■ **Exercise**
Restate each entry word for word. Keep every detail intact.

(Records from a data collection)

# # # #

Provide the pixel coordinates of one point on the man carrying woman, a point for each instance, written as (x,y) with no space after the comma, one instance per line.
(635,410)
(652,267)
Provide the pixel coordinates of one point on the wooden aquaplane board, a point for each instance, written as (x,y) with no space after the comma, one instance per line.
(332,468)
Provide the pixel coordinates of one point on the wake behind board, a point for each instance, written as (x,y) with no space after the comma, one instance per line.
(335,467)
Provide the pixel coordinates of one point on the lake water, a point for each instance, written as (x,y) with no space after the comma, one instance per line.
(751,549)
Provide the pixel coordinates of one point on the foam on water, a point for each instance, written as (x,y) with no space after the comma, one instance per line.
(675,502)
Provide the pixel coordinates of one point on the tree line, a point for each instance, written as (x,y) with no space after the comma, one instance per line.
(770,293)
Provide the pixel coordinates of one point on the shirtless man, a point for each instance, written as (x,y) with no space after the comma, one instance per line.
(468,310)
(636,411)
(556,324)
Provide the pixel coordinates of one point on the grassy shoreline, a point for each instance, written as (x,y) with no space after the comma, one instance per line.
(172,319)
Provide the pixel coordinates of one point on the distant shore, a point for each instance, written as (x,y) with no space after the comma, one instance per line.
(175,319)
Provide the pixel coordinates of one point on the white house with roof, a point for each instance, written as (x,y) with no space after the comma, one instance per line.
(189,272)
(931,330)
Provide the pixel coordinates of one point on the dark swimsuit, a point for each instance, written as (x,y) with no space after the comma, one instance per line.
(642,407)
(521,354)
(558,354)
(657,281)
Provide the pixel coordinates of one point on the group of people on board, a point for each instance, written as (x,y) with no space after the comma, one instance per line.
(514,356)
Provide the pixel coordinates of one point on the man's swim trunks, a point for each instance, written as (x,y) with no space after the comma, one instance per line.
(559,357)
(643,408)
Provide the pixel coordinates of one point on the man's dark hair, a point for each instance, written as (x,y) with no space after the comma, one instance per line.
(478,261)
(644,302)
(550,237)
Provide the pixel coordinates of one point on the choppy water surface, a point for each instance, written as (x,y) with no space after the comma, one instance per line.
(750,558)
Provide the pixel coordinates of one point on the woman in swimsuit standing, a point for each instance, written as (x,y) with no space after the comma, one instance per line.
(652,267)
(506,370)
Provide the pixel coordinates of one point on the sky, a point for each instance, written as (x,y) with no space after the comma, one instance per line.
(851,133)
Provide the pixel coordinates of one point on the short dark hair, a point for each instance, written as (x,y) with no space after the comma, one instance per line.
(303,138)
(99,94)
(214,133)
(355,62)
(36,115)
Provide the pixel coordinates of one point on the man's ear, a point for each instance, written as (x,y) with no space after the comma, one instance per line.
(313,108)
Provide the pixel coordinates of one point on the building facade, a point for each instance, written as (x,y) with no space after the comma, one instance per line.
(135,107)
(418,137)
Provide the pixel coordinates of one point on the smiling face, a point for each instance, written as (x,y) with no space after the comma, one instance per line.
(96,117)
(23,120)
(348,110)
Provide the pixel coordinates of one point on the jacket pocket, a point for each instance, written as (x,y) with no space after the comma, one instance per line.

# # # #

■ **Completed exercise**
Provide the pixel coordinates of one point on the man carrying woman, a point for each instance, written as (x,y) with no space after the comma, one instance per line.
(635,410)
(652,267)
Provide the pixel coordinates of one point on the wooden aquaplane board, a point for each instance, written as (x,y) with no space after the comma, one instance per line.
(332,468)
Provide the pixel coordinates of one point on the wake behind board, a point for each instance, written as (x,y) with no space after the comma, one instance per line.
(335,467)
Provide the pixel coordinates of one point on the lake water, a point for each instance, written as (x,y) with no space after the comma, one instance per line.
(751,549)
Provide the pixel coordinates of one point on the foam on water, a point for each instance, written as (x,y) with no space after the comma, one instance per line.
(675,502)
Provide the pixel coordinates of one point on the tree line, a point for each instance, written as (x,y) with no space after the comma, one instance per line.
(770,293)
Provide the pixel coordinates of one point on the shirtless man, a point for each instance, written as (x,y) with no space after the comma, one instance per line.
(468,310)
(636,411)
(556,324)
Provide the pixel coordinates of one point on the grassy shoreline, a point for each instance, written as (x,y) with no space after the comma, one instance per line.
(172,319)
Provide the pixel coordinates of one point on the distant shore, a point for each instance, written as (x,y) with no space after the comma, one instance per line.
(175,319)
Provide the pixel coordinates of one point on the white house with roof, a point for each instance, written as (x,y) with no space after the comma, one instance per line.
(189,272)
(931,330)
Provide the pixel coordinates of one point on the dark swimsuit, a point for each instance, written as (x,y) with no space after the comma, one instance per line.
(642,407)
(521,354)
(558,354)
(657,281)
Provide the pixel coordinates of one point on the group of people on board, a point for each instance, written as (x,y) with no space after the comma, one instance per line.
(514,356)
Provide the pixel coordinates of one point on the man's swim trunks, a point for each instance, written as (x,y) with no space after the comma, one instance per line.
(559,357)
(643,408)
Provide the pixel coordinates of one point on the man's dark hair, a point for each instance, written as (x,y) with no space after the comma, one instance per line.
(478,261)
(644,302)
(550,237)
Provide the pixel coordinates of one point on the choppy water surface, a point for each instance, written as (x,y) with no space after the comma, one instance per line.
(750,558)
Provide the pixel coordinates of one point on the woman in swimsuit standing, a point for each instance, written as (x,y) with no space after the comma, one instance per line.
(652,267)
(506,370)
Provide the pixel coordinates of one point on the sky, a point for each instance, written as (x,y) with no space after the comma, one instance per line.
(851,133)
Provide the pixel coordinates of one point on the short dark hair, a point for each instance, written as (x,y) with no space after the comma, one instance per line.
(303,138)
(99,94)
(214,133)
(355,62)
(36,115)
Provide the pixel coordinates of one point on the man's ear, a point for each instance, written as (x,y) with no space after the comma, one instance per line.
(313,108)
Provide the pixel coordinates of one point on the building facade, a point for each instance, written as (x,y) with no space after the comma, one instance per line.
(135,107)
(418,137)
Provide the pixel coordinates of one point on the smiling face, a point for each instance, written as (x,y) with no space after the comma, one instance per line.
(96,117)
(23,120)
(348,110)
Provide the pixel coordinates of one point on the jacket pocket, a point for each instance, written as (x,y) with no space after the comma, one instance per line.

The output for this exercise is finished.